*BRIEF*.
Search the records for the line with "Where can the tree branch". Output that line and each line after it, exactly, and stop at the end; omit pictures.

Data listing

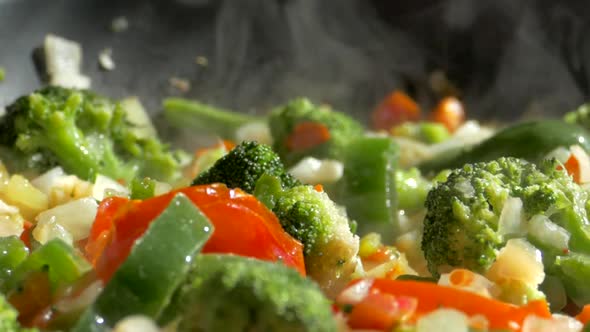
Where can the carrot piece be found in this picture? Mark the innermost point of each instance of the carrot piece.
(584, 315)
(431, 296)
(450, 113)
(395, 109)
(307, 135)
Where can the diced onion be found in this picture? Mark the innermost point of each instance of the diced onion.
(48, 229)
(547, 232)
(313, 171)
(22, 194)
(584, 162)
(76, 217)
(355, 293)
(105, 186)
(518, 260)
(63, 59)
(511, 220)
(467, 280)
(561, 323)
(448, 320)
(136, 323)
(49, 179)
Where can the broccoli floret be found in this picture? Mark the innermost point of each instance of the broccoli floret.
(233, 293)
(242, 166)
(461, 227)
(461, 224)
(330, 248)
(85, 133)
(295, 118)
(8, 318)
(286, 120)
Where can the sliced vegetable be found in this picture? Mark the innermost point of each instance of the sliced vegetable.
(12, 252)
(244, 226)
(431, 297)
(450, 113)
(531, 140)
(367, 187)
(158, 262)
(395, 109)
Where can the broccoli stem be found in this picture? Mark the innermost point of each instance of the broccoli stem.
(199, 116)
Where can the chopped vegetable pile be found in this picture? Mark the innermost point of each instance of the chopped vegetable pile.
(300, 220)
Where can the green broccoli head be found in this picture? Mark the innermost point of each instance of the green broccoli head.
(330, 248)
(85, 133)
(286, 120)
(461, 224)
(234, 293)
(8, 318)
(242, 166)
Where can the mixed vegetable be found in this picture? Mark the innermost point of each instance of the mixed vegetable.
(301, 220)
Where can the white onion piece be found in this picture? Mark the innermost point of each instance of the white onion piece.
(547, 232)
(448, 320)
(315, 171)
(511, 221)
(584, 161)
(254, 131)
(355, 293)
(63, 59)
(105, 186)
(518, 260)
(76, 217)
(48, 229)
(136, 323)
(561, 323)
(48, 180)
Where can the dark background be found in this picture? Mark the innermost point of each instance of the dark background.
(507, 58)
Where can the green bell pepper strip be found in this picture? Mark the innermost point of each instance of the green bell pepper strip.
(62, 263)
(142, 188)
(528, 140)
(367, 187)
(157, 264)
(12, 252)
(574, 272)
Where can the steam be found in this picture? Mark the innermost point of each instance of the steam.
(336, 52)
(504, 56)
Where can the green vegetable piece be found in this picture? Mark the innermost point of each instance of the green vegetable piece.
(84, 133)
(432, 132)
(12, 252)
(529, 140)
(244, 165)
(329, 246)
(157, 264)
(8, 318)
(199, 116)
(461, 226)
(142, 188)
(574, 272)
(267, 190)
(62, 263)
(284, 120)
(368, 188)
(232, 293)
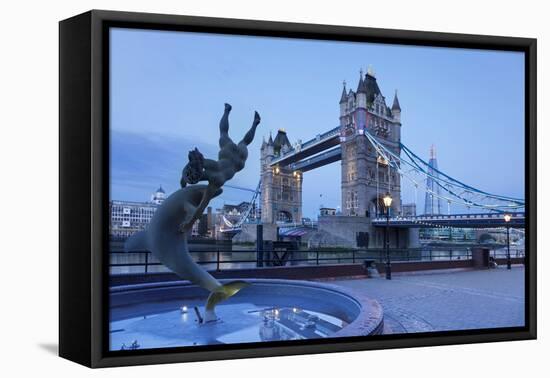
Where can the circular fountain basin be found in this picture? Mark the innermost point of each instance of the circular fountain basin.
(168, 314)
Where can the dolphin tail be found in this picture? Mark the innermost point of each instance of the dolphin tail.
(137, 242)
(224, 292)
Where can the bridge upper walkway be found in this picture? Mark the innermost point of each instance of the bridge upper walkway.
(483, 220)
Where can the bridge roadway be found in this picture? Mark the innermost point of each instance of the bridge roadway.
(484, 220)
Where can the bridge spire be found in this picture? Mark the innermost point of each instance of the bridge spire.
(344, 96)
(361, 85)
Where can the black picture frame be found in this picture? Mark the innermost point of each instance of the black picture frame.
(84, 196)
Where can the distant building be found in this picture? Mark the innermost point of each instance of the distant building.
(324, 211)
(409, 210)
(127, 217)
(159, 196)
(432, 201)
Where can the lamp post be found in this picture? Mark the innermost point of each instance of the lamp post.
(507, 219)
(387, 204)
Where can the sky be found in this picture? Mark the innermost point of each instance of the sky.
(167, 92)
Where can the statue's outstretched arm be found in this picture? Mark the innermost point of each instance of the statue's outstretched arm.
(224, 127)
(249, 136)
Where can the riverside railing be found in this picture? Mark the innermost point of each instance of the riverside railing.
(145, 262)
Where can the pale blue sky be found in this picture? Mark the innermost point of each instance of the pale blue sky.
(168, 90)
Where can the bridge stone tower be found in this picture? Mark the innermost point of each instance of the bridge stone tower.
(366, 176)
(281, 189)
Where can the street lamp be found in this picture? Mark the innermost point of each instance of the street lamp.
(387, 204)
(507, 219)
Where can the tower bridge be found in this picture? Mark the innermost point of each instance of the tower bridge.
(374, 163)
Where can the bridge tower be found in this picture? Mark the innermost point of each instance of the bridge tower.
(366, 176)
(281, 188)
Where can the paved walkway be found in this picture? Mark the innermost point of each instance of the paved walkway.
(443, 301)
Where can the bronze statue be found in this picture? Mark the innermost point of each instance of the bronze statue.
(167, 233)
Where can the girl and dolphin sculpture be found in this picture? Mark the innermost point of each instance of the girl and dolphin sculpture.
(167, 233)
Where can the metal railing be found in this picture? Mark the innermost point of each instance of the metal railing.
(127, 262)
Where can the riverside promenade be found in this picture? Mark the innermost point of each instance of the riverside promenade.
(448, 300)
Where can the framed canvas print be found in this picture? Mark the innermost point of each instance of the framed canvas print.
(236, 188)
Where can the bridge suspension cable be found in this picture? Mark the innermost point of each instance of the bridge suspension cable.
(416, 170)
(245, 214)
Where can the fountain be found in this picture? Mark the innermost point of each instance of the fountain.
(180, 313)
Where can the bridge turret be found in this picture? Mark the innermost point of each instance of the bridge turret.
(396, 108)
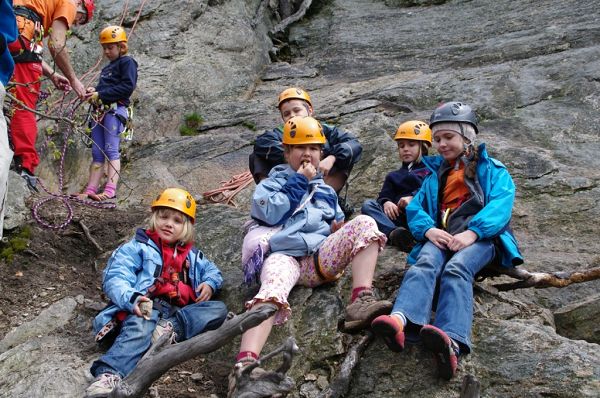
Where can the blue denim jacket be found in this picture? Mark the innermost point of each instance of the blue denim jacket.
(133, 268)
(276, 200)
(490, 222)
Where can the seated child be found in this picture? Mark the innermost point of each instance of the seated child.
(162, 266)
(414, 139)
(340, 151)
(460, 217)
(313, 246)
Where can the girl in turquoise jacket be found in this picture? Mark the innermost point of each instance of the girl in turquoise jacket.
(461, 217)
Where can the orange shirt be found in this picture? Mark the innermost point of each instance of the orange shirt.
(455, 191)
(49, 11)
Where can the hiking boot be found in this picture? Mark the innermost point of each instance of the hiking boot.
(445, 350)
(391, 330)
(103, 386)
(163, 326)
(402, 239)
(237, 369)
(364, 309)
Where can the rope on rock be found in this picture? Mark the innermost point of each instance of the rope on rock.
(229, 189)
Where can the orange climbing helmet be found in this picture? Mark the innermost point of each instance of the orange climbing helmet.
(178, 199)
(293, 93)
(414, 130)
(113, 34)
(301, 130)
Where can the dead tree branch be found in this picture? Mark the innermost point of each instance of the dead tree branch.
(540, 280)
(281, 26)
(339, 387)
(160, 358)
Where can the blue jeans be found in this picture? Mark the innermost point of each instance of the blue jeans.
(135, 336)
(384, 223)
(455, 272)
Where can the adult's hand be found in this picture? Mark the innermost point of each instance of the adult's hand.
(462, 240)
(391, 210)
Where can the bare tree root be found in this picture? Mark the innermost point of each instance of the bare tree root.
(540, 280)
(281, 26)
(249, 384)
(339, 387)
(162, 357)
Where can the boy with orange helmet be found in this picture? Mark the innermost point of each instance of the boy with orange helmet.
(414, 139)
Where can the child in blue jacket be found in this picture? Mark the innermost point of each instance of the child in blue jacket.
(117, 82)
(341, 149)
(400, 186)
(311, 245)
(461, 219)
(157, 283)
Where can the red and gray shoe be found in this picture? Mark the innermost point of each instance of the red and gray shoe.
(445, 350)
(391, 331)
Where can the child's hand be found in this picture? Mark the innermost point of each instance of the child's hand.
(203, 292)
(439, 237)
(462, 240)
(138, 311)
(391, 210)
(307, 170)
(326, 164)
(404, 201)
(335, 225)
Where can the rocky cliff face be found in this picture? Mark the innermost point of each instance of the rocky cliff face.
(532, 71)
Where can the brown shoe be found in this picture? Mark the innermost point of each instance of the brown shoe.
(364, 309)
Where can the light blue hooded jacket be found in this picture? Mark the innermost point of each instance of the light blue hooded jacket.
(276, 201)
(134, 267)
(492, 221)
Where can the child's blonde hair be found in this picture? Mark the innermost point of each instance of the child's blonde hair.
(187, 234)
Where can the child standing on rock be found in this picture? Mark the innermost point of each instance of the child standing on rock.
(117, 82)
(400, 186)
(461, 219)
(158, 283)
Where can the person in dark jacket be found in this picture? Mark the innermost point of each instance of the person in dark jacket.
(111, 97)
(414, 139)
(461, 218)
(341, 151)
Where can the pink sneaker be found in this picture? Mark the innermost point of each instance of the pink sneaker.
(445, 350)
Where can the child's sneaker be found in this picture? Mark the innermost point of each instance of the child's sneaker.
(103, 386)
(390, 328)
(364, 309)
(402, 239)
(445, 350)
(163, 326)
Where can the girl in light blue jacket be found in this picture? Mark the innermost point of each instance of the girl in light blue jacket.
(157, 283)
(309, 243)
(461, 217)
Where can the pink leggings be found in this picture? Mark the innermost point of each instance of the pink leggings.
(280, 272)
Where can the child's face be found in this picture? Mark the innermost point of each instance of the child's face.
(409, 150)
(449, 144)
(169, 225)
(297, 154)
(111, 51)
(294, 107)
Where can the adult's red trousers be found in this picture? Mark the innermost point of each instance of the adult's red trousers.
(23, 126)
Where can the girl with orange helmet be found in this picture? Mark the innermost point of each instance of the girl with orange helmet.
(414, 139)
(158, 283)
(110, 97)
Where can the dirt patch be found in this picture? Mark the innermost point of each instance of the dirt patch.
(58, 264)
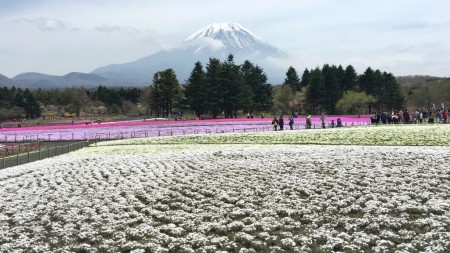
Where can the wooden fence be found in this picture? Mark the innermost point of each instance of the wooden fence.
(26, 154)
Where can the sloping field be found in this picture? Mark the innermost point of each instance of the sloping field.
(254, 192)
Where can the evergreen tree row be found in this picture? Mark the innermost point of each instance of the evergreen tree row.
(226, 87)
(220, 89)
(323, 88)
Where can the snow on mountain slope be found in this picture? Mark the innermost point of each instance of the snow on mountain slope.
(233, 37)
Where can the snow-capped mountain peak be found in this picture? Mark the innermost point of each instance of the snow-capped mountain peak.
(233, 37)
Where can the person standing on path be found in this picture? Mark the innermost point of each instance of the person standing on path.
(323, 118)
(275, 123)
(291, 122)
(281, 122)
(308, 122)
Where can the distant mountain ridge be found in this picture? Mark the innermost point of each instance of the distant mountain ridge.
(216, 40)
(5, 81)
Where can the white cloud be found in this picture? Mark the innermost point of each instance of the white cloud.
(48, 24)
(93, 33)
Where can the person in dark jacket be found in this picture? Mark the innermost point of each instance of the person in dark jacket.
(281, 122)
(275, 123)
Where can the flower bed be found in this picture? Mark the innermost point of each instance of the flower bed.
(148, 128)
(249, 192)
(248, 198)
(392, 135)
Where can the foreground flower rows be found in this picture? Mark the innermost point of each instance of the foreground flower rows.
(141, 129)
(229, 198)
(392, 135)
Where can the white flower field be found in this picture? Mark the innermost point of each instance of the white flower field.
(380, 189)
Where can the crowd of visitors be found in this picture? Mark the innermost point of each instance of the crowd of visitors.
(278, 123)
(419, 116)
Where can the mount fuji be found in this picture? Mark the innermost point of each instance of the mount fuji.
(216, 40)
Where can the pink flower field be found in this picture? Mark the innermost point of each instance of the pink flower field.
(151, 128)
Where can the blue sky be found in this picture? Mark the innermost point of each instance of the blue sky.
(405, 37)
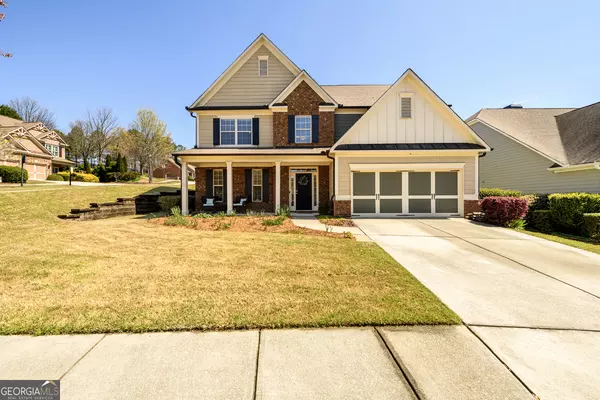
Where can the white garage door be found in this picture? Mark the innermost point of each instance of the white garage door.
(405, 193)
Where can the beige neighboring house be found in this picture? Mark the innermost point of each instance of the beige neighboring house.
(268, 132)
(540, 150)
(44, 149)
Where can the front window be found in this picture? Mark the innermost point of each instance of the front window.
(303, 134)
(218, 184)
(236, 131)
(54, 149)
(257, 185)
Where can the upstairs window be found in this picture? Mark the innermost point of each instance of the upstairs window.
(406, 107)
(54, 149)
(303, 126)
(236, 131)
(263, 65)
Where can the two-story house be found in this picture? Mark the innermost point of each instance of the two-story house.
(43, 148)
(266, 130)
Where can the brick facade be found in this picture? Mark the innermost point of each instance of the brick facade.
(303, 101)
(471, 206)
(342, 208)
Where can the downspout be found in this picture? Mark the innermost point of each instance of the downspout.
(327, 154)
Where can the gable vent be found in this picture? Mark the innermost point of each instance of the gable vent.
(406, 107)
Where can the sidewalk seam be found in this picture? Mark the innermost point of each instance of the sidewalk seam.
(257, 361)
(410, 380)
(502, 361)
(515, 261)
(82, 357)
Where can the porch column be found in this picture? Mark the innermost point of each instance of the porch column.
(229, 188)
(277, 185)
(184, 191)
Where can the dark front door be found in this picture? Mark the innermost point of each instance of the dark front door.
(303, 192)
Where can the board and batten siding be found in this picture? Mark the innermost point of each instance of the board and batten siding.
(344, 173)
(245, 87)
(205, 130)
(513, 166)
(429, 123)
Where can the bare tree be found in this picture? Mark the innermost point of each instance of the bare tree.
(102, 124)
(154, 142)
(31, 111)
(3, 4)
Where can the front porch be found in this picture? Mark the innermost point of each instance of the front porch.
(260, 185)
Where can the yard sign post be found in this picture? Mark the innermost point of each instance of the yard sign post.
(23, 159)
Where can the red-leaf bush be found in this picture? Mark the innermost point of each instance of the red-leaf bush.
(502, 210)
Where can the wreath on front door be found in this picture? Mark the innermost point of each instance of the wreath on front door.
(303, 180)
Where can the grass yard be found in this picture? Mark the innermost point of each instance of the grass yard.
(129, 275)
(569, 240)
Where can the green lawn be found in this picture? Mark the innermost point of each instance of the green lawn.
(128, 275)
(569, 240)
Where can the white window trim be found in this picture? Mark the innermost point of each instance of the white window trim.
(263, 58)
(309, 129)
(221, 185)
(412, 105)
(261, 185)
(235, 132)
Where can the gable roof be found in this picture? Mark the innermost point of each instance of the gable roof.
(453, 115)
(565, 136)
(303, 76)
(261, 40)
(356, 95)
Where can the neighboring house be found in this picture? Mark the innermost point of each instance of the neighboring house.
(170, 170)
(266, 130)
(540, 150)
(44, 149)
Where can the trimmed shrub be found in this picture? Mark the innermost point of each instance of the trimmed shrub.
(12, 174)
(483, 193)
(54, 177)
(168, 203)
(503, 210)
(567, 210)
(541, 220)
(591, 225)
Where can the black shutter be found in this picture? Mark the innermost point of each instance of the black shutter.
(216, 131)
(291, 129)
(255, 132)
(315, 130)
(248, 183)
(265, 185)
(209, 183)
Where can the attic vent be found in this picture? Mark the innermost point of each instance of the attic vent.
(406, 107)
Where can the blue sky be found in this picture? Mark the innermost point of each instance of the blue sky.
(72, 55)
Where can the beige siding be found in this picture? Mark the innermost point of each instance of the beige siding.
(245, 87)
(513, 166)
(205, 127)
(344, 168)
(430, 123)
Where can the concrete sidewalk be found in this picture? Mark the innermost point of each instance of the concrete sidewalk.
(352, 363)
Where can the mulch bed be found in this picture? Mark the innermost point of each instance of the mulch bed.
(248, 224)
(337, 221)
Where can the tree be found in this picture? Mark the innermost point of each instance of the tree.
(155, 144)
(103, 125)
(31, 111)
(9, 112)
(3, 4)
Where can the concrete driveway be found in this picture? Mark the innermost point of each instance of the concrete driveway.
(534, 303)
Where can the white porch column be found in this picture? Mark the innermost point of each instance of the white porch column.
(277, 185)
(184, 191)
(229, 188)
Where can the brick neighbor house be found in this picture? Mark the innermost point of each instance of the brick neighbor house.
(266, 130)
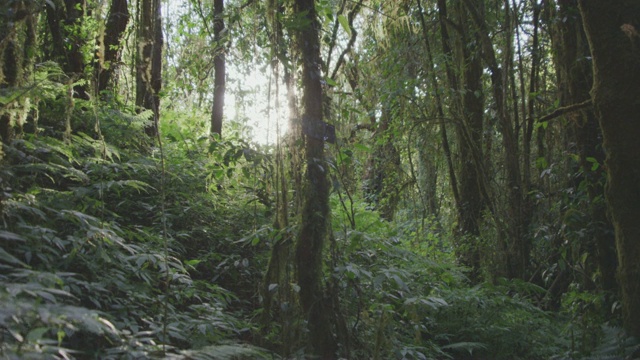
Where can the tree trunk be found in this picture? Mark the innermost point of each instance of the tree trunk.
(315, 212)
(575, 79)
(613, 31)
(65, 20)
(149, 61)
(219, 64)
(17, 42)
(111, 50)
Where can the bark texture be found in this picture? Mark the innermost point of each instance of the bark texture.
(116, 25)
(315, 211)
(219, 64)
(613, 30)
(149, 61)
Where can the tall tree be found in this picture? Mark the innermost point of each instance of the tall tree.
(117, 21)
(613, 30)
(219, 67)
(464, 73)
(17, 51)
(149, 60)
(315, 220)
(65, 20)
(575, 79)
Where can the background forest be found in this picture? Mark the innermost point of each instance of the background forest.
(354, 179)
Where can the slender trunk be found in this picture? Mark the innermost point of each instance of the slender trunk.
(65, 20)
(575, 77)
(516, 244)
(613, 31)
(315, 212)
(149, 61)
(111, 44)
(219, 64)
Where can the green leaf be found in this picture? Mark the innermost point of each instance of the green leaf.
(345, 24)
(36, 334)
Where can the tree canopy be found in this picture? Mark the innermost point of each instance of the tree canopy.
(327, 179)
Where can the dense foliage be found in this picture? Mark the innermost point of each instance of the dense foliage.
(455, 221)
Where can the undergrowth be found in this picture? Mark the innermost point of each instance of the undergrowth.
(105, 255)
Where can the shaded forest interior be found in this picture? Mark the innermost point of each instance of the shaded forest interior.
(320, 179)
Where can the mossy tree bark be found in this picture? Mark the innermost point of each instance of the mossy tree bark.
(613, 31)
(575, 79)
(315, 211)
(219, 65)
(65, 20)
(18, 34)
(149, 60)
(111, 43)
(464, 74)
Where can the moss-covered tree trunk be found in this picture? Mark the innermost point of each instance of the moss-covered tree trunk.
(117, 21)
(219, 65)
(575, 78)
(17, 53)
(149, 60)
(315, 220)
(65, 20)
(613, 31)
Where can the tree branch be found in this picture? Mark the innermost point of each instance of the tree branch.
(565, 109)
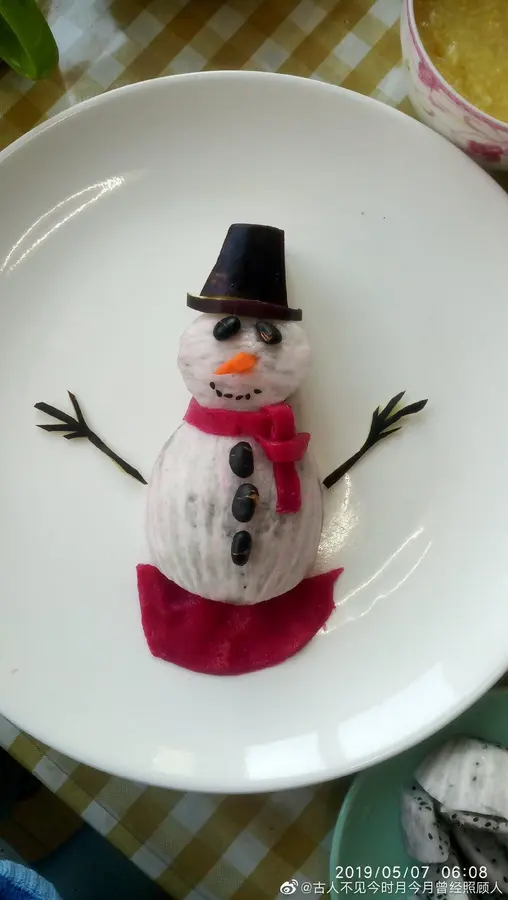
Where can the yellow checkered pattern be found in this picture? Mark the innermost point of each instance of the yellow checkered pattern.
(203, 847)
(108, 43)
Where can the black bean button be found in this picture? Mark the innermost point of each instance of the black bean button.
(268, 332)
(241, 547)
(226, 328)
(245, 502)
(241, 460)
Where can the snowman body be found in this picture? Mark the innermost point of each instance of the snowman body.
(240, 366)
(190, 523)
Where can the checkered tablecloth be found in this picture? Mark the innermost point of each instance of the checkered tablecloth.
(195, 845)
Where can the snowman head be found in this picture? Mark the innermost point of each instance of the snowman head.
(242, 363)
(247, 350)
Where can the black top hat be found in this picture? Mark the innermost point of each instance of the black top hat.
(249, 277)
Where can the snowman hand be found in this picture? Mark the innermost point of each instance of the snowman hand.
(380, 427)
(78, 428)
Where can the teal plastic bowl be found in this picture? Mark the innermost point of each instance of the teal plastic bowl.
(368, 839)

*FINAL ANSWER*.
Where can the tree branch be found in this picture? Mark the innermost point of each instance of the tree branch.
(565, 109)
Where can the yellow checkered pattern be found in this picture? Mark the innermost point of each instance of the yellow checkered pattern.
(203, 847)
(108, 43)
Where can the black bean button be found in this picture? Mark the innermost point of each instance of the black bean button.
(268, 332)
(241, 547)
(226, 328)
(245, 502)
(241, 460)
Where can the snowman body be found in this picture? Mark the innermost point of each instance of the snowman body.
(240, 366)
(190, 523)
Where can the checkered tablecloth be found in this picture? Mark the innermost point of each instance of the checkered tablecloth.
(195, 845)
Where can the snowman head be found in this picture? Mark the innermost point of each instance of the snowman head.
(242, 363)
(247, 350)
Where can the black top hat be found in this picture? Mark the innermost point of each instance of the black top hat.
(249, 277)
Where can the snowman hand be found in this picture? Mark the innermost point of each instance of the snowman hand.
(380, 427)
(78, 428)
Where can the teal plastic bowl be found in this picture? Mark the innermost point of each instance of the teal plastic bowl.
(368, 839)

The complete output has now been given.